YOUR TASK: Write out exactly the lines from the one containing "TARGET = red crane boom" through the last line of the records below, including both.

[Source records]
——
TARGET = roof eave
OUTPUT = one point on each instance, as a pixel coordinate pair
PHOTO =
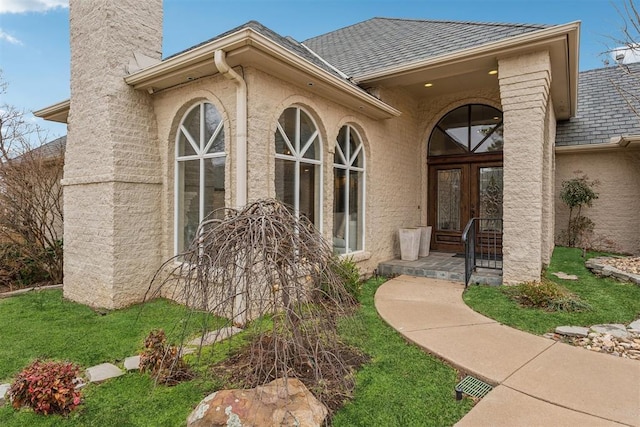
(568, 34)
(615, 143)
(55, 113)
(156, 77)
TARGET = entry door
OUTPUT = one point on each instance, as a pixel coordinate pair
(459, 192)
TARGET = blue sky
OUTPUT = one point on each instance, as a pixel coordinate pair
(34, 34)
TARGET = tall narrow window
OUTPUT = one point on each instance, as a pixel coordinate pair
(298, 163)
(200, 170)
(348, 192)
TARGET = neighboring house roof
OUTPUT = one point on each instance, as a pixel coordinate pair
(603, 108)
(380, 43)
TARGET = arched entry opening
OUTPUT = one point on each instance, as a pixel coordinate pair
(465, 173)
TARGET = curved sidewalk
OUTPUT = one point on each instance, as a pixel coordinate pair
(537, 381)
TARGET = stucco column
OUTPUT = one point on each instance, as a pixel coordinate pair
(524, 90)
(112, 173)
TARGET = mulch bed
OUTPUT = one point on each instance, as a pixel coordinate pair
(628, 264)
(242, 371)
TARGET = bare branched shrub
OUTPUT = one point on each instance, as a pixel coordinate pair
(263, 262)
(162, 360)
(30, 193)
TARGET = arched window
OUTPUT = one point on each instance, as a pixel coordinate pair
(200, 170)
(298, 163)
(472, 128)
(348, 192)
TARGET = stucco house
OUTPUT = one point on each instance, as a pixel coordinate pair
(383, 124)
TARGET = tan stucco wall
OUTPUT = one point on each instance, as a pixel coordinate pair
(396, 177)
(524, 89)
(616, 213)
(393, 153)
(548, 183)
(112, 172)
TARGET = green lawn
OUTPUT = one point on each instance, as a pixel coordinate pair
(611, 301)
(400, 386)
(45, 325)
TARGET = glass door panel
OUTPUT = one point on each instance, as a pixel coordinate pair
(449, 195)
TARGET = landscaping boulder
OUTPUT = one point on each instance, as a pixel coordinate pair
(283, 402)
(102, 372)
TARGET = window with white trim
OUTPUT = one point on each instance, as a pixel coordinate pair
(348, 192)
(200, 170)
(298, 164)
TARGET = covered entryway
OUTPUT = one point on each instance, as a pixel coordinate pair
(465, 173)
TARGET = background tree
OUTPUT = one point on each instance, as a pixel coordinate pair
(30, 200)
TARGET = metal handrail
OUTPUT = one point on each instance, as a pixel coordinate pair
(489, 252)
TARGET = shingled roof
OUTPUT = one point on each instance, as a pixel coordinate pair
(603, 110)
(380, 43)
(287, 42)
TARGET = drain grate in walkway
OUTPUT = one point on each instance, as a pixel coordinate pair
(472, 387)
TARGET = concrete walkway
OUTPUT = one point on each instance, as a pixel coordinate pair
(538, 381)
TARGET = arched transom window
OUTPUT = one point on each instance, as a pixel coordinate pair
(298, 161)
(200, 170)
(348, 192)
(470, 129)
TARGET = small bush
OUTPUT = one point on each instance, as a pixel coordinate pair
(18, 268)
(346, 270)
(547, 295)
(163, 361)
(47, 388)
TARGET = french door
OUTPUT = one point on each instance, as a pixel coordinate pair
(459, 192)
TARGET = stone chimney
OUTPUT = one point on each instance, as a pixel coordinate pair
(112, 174)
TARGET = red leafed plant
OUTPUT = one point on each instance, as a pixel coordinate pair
(47, 387)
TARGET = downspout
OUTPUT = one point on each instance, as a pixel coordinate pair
(241, 126)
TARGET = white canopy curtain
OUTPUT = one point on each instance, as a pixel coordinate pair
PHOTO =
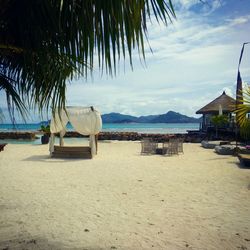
(85, 120)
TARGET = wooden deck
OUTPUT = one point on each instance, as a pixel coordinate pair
(72, 152)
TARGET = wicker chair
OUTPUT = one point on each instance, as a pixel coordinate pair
(171, 147)
(148, 146)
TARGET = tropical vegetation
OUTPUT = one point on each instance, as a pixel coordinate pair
(242, 111)
(219, 121)
(45, 43)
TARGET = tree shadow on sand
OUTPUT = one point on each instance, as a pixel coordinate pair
(48, 159)
(32, 243)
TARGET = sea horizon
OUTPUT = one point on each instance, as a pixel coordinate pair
(161, 128)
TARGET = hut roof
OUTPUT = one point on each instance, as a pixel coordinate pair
(227, 103)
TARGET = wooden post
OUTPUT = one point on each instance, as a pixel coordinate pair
(96, 142)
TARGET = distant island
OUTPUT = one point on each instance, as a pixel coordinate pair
(169, 117)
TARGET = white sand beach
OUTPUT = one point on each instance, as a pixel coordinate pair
(123, 200)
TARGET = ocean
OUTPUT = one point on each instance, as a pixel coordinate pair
(161, 128)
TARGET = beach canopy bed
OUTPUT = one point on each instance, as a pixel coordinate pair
(86, 121)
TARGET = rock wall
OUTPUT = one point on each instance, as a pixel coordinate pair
(134, 136)
(18, 135)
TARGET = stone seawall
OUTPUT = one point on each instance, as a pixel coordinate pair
(134, 136)
(120, 136)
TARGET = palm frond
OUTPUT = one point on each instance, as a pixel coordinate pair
(44, 43)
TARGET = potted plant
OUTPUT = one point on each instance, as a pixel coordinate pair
(46, 134)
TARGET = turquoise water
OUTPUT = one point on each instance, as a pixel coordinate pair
(162, 128)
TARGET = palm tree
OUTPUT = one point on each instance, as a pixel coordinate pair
(45, 43)
(242, 110)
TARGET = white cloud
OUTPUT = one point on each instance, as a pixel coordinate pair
(194, 60)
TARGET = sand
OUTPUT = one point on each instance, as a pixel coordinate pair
(123, 200)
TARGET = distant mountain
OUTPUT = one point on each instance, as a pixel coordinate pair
(169, 117)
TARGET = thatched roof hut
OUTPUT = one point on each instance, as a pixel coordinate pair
(224, 101)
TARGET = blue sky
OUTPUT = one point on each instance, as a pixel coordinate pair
(193, 61)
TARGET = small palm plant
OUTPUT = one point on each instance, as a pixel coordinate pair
(218, 121)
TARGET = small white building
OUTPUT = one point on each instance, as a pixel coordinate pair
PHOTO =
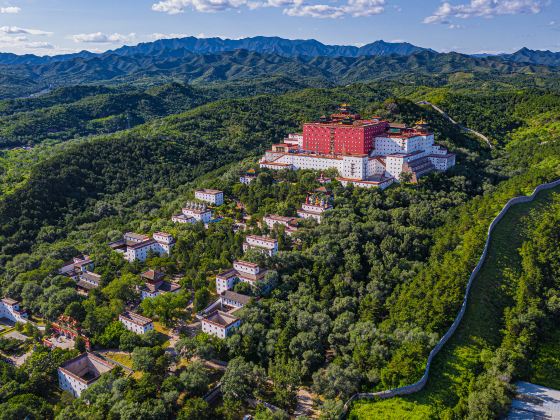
(76, 266)
(215, 197)
(237, 300)
(78, 374)
(247, 178)
(154, 285)
(313, 208)
(9, 309)
(262, 244)
(88, 281)
(136, 323)
(192, 213)
(219, 324)
(244, 271)
(290, 223)
(136, 247)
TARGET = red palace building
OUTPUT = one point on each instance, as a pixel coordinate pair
(343, 132)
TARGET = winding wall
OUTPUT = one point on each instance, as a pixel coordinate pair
(417, 386)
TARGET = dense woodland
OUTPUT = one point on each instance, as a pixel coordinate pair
(358, 301)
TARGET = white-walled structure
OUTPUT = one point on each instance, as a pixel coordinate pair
(219, 324)
(262, 244)
(88, 281)
(237, 300)
(314, 207)
(215, 197)
(136, 323)
(193, 212)
(136, 247)
(78, 374)
(154, 285)
(290, 223)
(9, 309)
(399, 149)
(244, 271)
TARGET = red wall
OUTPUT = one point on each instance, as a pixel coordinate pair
(347, 139)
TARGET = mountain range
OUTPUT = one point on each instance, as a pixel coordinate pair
(261, 44)
(214, 59)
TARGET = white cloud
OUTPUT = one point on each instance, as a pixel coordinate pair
(157, 36)
(101, 38)
(39, 45)
(10, 10)
(4, 39)
(485, 8)
(174, 7)
(354, 8)
(17, 30)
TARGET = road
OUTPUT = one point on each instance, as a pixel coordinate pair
(462, 127)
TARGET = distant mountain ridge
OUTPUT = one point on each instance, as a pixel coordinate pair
(272, 45)
(261, 44)
(187, 67)
(525, 55)
(289, 48)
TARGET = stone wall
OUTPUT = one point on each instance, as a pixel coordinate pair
(417, 386)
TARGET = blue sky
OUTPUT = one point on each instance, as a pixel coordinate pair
(471, 26)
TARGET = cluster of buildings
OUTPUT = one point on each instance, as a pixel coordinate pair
(248, 177)
(10, 310)
(154, 284)
(290, 223)
(198, 211)
(136, 323)
(135, 246)
(80, 269)
(65, 331)
(316, 204)
(219, 318)
(262, 244)
(365, 152)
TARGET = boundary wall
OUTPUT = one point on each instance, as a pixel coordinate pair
(417, 386)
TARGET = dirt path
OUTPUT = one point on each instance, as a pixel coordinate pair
(462, 127)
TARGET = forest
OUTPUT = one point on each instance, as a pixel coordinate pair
(359, 300)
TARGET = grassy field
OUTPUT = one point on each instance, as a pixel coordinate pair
(545, 366)
(477, 336)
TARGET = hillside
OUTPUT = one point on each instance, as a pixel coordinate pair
(469, 353)
(225, 131)
(185, 66)
(260, 44)
(362, 297)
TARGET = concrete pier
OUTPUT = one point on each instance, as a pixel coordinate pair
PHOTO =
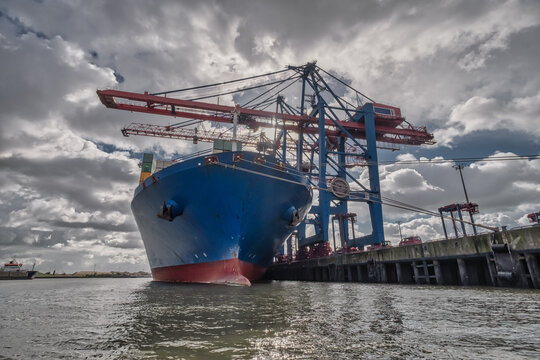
(508, 259)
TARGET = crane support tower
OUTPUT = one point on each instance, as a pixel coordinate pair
(324, 129)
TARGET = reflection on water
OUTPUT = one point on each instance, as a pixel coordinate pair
(136, 318)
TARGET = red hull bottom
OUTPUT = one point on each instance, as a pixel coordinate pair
(228, 272)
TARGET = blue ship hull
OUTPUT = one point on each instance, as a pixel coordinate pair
(221, 218)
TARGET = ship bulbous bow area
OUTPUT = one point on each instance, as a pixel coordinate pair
(219, 221)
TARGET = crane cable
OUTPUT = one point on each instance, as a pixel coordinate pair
(218, 84)
(404, 206)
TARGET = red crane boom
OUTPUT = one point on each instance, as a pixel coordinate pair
(386, 126)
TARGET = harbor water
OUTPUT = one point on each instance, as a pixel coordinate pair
(141, 319)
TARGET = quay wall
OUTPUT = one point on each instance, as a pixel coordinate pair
(509, 258)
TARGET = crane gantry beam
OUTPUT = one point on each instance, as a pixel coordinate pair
(386, 126)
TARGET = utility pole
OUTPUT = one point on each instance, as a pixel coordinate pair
(459, 167)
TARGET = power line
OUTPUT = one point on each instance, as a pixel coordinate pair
(461, 160)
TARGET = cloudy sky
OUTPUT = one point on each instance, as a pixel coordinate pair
(468, 70)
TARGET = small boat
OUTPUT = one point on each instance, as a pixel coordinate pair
(13, 270)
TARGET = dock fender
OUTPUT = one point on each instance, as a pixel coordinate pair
(292, 216)
(170, 210)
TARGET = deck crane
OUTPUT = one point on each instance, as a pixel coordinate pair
(323, 139)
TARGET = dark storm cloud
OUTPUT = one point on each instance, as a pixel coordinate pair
(459, 67)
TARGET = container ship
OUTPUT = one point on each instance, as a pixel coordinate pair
(217, 219)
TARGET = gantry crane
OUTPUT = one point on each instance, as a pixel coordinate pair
(323, 139)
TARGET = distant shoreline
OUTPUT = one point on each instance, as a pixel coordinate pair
(92, 275)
——
RESPONSE TO THE EXERCISE:
TARGET = red crane boom
OUTPUT = one point on each instance, as a pixel coordinate pair
(386, 126)
TARGET = harbor water
OUTPUT = one point on each instance, as a pixel coordinate pair
(141, 319)
TARGET = quay wall
OUTPUT = one point on each instance, as a pixel coordinate pair
(509, 258)
TARGET = crane gantry beam
OUTPUT = one point on each instance, as a pixel coordinate pair
(386, 126)
TARGET = utility pole
OUTPUT = one point on each instance, as a pixel coordinate pair
(459, 167)
TARGET = power line
OUTPUT = one point on each instance, as a pixel coordinate pair
(461, 160)
TARGET = cloudy sky
OUTPUT = one point on each instance, as a pixel coordinate pair
(468, 70)
TARGET = small boat
OUTPUT = one point on each instance, as a pixel coordinate pair
(13, 270)
TARGET = dock fender
OUTPUT = one point on each instance, as a pixel coordinate pair
(292, 216)
(170, 210)
TARGET = deck crane
OUTPUT = one point on each instance, as a pixel coordinate pair
(323, 139)
TARGET = dark storm cloud
OUTPUT = one point on each instance, as a pixel coordinate pair
(459, 67)
TARGET = container ship
OUTPUT = one point on each instance, as a pixel coordinate pair
(217, 219)
TARGET = gantry crane
OUTPUT = one point on each instance, as a pixel coordinate pair
(323, 139)
TARGET = distant shoreline
OUTPUT = one point on each instance, as a pixel coordinate pair
(92, 275)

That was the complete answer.